- Assignment -
Answer the following from the blog post on falafel below:
(a) What did McDonald's withdraw from its Israeli restaurants, and for what reason?
(b) How many Jews lived in Egypt in 1948?
(c) Who announced in 1956 that "all Jews are Zionists and enemies of the state"?

- Extract to read -
______
Saturday, July 16, 2011

The Right To Make And Eat Felafel

Over at Anne's Opinions, she's tearing up Guardian Israel correspondent Harriet Sherwood. Most of the piece is about coverage of the new anti-BDS legislation, but she added something else that caught my Jewish foodie eye. Anne writes:

In a similar, and totally related, development, Harriet Sherwood reports on McDonald’s withdrawing its McFalafel from Israeli restaurants due to its unpopularity.

So far so tasty.

Then she scrambles her omelette by adding in this nasty little aside right at the end:

"Falafel is thought to have originated in Egypt, although Israel now claims it as a national dish."

Oh! Those thieving Israelis! Not only content to steal other people’s land, now they go and steal other people’s foods! They can claim it as their national dish but we liberal-minded people know better.

Once again Sherwood betrays her bias by inserting an unrelated dig at Israel.

May she stew in her own falafel oil.


This sort of tripe is not uncommon with anti-Zionist types. Assuming as they do that Israelis plopped into the Middle East like Martians from outer space, they are constantly on the lookout for examples of appropriated Middle Eastern foods and such, in order to better define Israelis as fundamentally inauthentic and nonindigenous. I thought I should add a note at Anne's blog, reproduced below:

Lemme ‘splain, Harriet. In 1948, Egypt had 75,000 Jews. Currently, it has less than a hundred. Most of those people headed to Israel, after state persecution and confiscation of their property. In 1956, the Minister of Religious affairs announced that ‘all Jews are Zionists and enemies of the state’, and promised to expel them. Almost no one managed to stay after the 1967 war.

In Israel, these fine people continued to make felafel, and along with other Jews from the region popularized it with the multicultural population of the new nation.

Now, of course, not only is their right of return to Egypt not a potent talking point with left-wing pundits, but even their right to make and eat felafel is apparently up for grabs.
______
- Data -
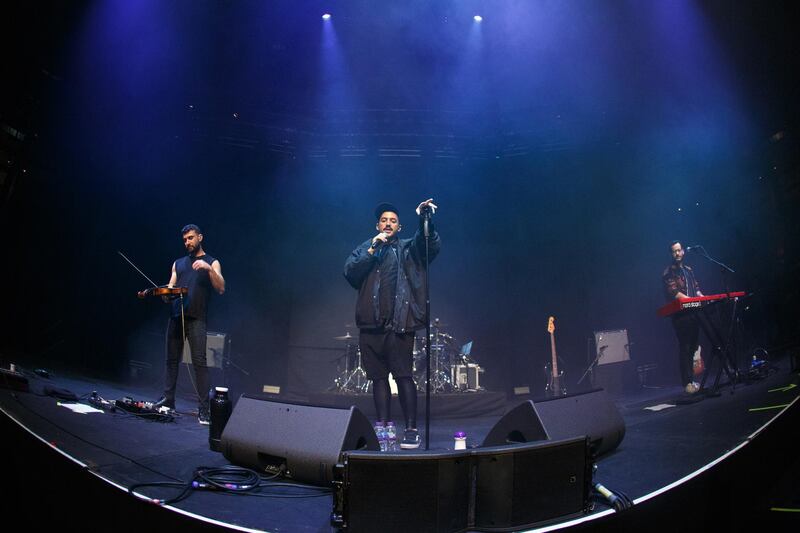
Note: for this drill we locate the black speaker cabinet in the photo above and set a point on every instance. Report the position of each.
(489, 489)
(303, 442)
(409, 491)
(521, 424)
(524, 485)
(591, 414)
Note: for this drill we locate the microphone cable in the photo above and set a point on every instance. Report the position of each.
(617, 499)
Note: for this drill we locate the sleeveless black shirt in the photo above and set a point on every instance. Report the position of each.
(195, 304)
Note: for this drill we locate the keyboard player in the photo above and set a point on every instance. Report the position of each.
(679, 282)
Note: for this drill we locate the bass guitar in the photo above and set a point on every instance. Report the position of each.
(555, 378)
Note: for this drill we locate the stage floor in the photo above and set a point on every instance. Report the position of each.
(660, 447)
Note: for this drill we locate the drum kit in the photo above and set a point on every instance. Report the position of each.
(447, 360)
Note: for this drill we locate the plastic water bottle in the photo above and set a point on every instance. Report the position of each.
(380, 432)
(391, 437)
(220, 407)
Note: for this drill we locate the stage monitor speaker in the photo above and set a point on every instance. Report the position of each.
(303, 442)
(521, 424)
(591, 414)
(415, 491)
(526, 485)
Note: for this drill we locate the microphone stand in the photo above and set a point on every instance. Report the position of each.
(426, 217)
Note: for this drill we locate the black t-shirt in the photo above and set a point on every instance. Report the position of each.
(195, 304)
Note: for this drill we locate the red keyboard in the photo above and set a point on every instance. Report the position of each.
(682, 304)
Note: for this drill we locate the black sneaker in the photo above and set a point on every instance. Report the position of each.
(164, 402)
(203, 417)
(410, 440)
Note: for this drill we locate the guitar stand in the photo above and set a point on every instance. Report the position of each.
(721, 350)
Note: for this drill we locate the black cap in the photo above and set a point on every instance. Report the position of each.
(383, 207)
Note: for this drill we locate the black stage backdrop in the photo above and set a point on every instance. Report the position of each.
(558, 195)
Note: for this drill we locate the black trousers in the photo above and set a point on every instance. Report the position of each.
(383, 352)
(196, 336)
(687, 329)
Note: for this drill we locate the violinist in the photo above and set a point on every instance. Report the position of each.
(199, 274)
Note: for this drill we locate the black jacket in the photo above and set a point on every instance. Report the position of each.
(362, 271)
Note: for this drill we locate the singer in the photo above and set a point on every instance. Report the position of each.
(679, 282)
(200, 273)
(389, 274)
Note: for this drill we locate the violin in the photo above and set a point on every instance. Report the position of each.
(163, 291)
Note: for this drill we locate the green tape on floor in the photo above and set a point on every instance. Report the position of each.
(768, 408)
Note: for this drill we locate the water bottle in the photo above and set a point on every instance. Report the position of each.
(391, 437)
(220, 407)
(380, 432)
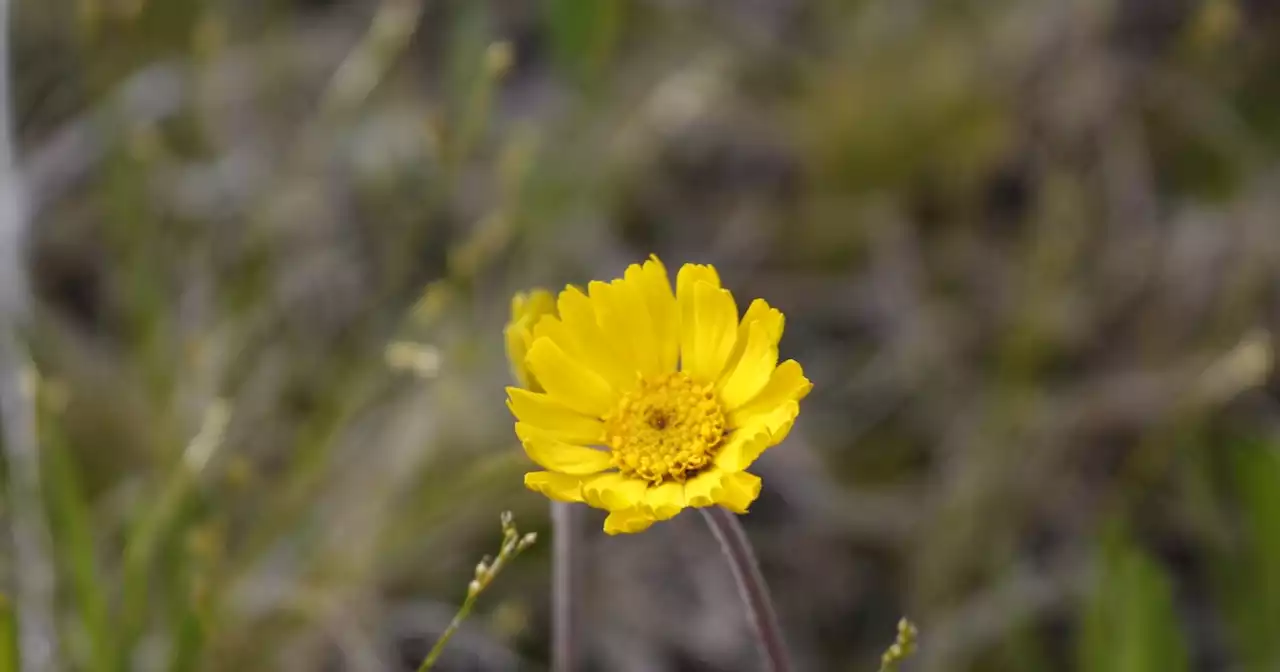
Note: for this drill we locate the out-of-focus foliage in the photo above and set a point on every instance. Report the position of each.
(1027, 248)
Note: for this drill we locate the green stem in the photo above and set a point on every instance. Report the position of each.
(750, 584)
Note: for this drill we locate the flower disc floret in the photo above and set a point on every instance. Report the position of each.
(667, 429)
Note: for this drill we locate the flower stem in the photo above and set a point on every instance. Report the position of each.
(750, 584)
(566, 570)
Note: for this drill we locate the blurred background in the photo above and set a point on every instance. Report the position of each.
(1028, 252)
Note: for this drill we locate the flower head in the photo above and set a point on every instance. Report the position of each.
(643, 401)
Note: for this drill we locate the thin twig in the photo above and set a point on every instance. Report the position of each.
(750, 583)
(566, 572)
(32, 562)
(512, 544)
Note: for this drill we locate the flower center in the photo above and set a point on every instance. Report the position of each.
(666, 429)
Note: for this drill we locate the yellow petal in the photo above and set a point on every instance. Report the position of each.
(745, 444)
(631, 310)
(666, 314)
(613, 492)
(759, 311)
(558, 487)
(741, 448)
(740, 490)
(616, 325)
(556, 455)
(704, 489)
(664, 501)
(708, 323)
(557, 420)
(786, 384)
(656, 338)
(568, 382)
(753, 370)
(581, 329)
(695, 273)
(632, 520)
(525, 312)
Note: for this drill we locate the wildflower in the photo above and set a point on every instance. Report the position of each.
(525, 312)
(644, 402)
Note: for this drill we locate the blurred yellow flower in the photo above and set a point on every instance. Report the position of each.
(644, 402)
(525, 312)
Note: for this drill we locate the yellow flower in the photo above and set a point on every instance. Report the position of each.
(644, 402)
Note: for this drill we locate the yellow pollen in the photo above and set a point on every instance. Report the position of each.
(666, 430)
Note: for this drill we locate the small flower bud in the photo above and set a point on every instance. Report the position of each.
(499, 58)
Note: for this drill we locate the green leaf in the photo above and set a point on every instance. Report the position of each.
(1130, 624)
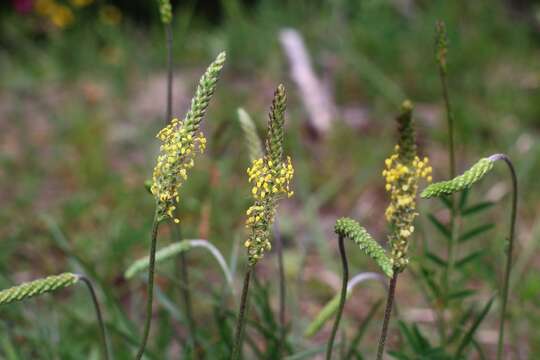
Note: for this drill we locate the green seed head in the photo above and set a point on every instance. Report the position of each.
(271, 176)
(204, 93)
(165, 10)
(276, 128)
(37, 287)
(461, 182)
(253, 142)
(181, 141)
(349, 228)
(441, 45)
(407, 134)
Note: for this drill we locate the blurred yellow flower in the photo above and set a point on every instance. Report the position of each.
______
- Solution for this exercise -
(a) The McFalafel, because it was unpopular.
(b) 75,000.
(c) The Minister of Religious affairs.